TASK BRIEF: Restate every entry word for word.

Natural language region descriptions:
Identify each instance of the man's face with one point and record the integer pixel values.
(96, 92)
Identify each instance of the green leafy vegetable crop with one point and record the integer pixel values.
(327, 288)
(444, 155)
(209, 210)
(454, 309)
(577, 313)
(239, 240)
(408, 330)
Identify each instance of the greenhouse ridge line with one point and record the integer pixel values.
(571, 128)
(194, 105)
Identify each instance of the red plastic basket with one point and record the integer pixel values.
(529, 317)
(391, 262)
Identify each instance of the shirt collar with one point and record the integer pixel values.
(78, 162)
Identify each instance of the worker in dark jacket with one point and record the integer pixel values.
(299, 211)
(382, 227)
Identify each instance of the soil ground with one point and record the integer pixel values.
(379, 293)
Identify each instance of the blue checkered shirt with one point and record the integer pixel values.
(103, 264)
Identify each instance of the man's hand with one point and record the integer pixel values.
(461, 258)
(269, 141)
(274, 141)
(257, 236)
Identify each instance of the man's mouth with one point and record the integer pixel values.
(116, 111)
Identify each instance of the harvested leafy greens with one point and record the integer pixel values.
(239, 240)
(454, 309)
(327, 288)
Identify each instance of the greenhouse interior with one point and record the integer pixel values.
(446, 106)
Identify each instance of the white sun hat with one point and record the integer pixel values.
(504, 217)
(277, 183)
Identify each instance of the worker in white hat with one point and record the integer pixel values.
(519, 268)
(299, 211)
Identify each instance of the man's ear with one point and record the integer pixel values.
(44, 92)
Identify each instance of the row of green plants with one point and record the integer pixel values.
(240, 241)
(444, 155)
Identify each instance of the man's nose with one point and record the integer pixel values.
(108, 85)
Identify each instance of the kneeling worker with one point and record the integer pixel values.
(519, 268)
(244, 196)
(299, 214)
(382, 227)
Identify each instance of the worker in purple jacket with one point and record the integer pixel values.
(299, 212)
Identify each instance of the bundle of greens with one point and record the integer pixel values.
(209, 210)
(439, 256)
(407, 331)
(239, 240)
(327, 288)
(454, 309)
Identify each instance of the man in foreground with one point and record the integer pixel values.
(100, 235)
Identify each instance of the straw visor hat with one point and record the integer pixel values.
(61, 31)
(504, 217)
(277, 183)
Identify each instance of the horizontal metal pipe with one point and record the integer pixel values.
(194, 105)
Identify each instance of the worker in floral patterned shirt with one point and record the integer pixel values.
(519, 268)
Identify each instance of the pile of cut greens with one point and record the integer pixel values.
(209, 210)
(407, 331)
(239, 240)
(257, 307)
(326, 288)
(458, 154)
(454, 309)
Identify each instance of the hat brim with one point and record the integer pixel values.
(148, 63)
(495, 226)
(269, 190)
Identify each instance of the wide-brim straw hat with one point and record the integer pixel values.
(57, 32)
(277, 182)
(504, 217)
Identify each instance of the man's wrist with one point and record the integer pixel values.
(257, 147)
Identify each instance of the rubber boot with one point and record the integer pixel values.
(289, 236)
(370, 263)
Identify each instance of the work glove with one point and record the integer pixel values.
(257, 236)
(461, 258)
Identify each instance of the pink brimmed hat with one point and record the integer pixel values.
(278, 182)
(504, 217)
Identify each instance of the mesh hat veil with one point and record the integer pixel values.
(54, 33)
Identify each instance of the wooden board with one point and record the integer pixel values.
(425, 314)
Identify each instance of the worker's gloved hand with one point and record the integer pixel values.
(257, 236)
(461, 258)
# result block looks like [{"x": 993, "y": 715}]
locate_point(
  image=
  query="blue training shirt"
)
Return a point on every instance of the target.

TASK RESPONSE:
Identify each instance of the man's face with one point and record the integer pixel values.
(96, 92)
Identify each instance of the green leafy vegetable crop with one point and record the integer pixel values.
(327, 288)
(444, 155)
(209, 210)
(454, 309)
(577, 313)
(239, 240)
(408, 330)
Identify each instance of the greenhouse ridge line with one point and record the integer pixel values.
(571, 128)
(194, 105)
Identify each instance of the red plastic basket with one point and record the integer pixel values.
(529, 317)
(391, 262)
Identify each instance of the shirt collar with one point and record the integer pixel values.
(78, 162)
Identify each instance of the worker in dark jacket with one point and record the integer pixel values.
(299, 211)
(382, 227)
Identify each instance of the soil ground with one point and record the integer pixel values.
(379, 293)
Identify each instance of the blue checkered shirt with one point and record the integer pixel values.
(103, 264)
Identify each instance of the man's hand with one point and record the integer pixel values.
(461, 258)
(269, 141)
(274, 141)
(257, 236)
Identify each instance of the man's mouth with one point and record the integer pixel values.
(116, 111)
Identify each instance of the harvested leafy greens with one point and record the integer pixel values.
(239, 240)
(454, 309)
(327, 288)
Identify each instance of the greenhouse interior with one point and record the integer pixel values.
(446, 106)
Identify each instance of the white sun hat with one point and record the integer pixel values.
(504, 217)
(277, 183)
Identify each instance of the worker in white hat with one point and record the integer pixel values.
(519, 268)
(299, 211)
Identify each instance of the man's ear with one point and record the integer pixel values.
(44, 92)
Identify each instance of the row of green plants with one point and record the integer pixel values.
(240, 241)
(444, 155)
Identify each instance of the man's nose with one point and record the integer pixel values.
(108, 85)
Identify each instance of the kneeling worker with one point and record the integer pixel values.
(519, 268)
(244, 196)
(299, 214)
(382, 227)
Identify each instance of the worker in purple jacket with one point and record the integer pixel values.
(299, 212)
Identify each instance of the bundle of greens with one point and record the integer pixel values.
(209, 210)
(439, 256)
(407, 331)
(239, 240)
(327, 288)
(454, 309)
Identify each instance of the man in foreground with one point and record the integer pixel values.
(100, 235)
Identify each instance of the straw visor hat with one point and record the integer pixel values.
(61, 31)
(504, 217)
(277, 183)
Identify each instance of the horizontal metal pipe with one point and record the integer pixel values.
(194, 105)
Identify each instance of the worker in floral patterned shirt with one point and record the integer pixel values.
(519, 268)
Identify each instance of the pile of cut greens with one point and record the integer pixel values.
(209, 210)
(407, 331)
(239, 240)
(257, 307)
(326, 288)
(458, 154)
(454, 309)
Identify each instance of the hat brim with one point and record the integer pixel values.
(148, 63)
(495, 226)
(269, 190)
Identify each instance of the wide-brim straw hat with one point and record the integer pixel values.
(57, 32)
(277, 182)
(504, 217)
Identify each instance of the man's wrist with one point and record the integer pixel values.
(257, 147)
Identify each instance of the rubber boot with one point and record the integer pixel values.
(289, 236)
(370, 263)
Identify each instance of the work glove with one point and record the integer pixel values.
(257, 236)
(461, 258)
Identify each instance of the pink brimmed hat with one point and record the integer pixel values.
(278, 182)
(504, 217)
Identify each instance of the mesh hat veil with one point and record the integer pixel values.
(54, 33)
Identify each instance of the wooden board with one point and record the integer pixel values.
(425, 314)
Identify each instance of the worker's gloved hand with one point and record the integer pixel values.
(257, 236)
(461, 258)
# result block looks like [{"x": 993, "y": 715}]
locate_point(
  image=
  query="blue training shirt"
)
Return a point on every instance of the target.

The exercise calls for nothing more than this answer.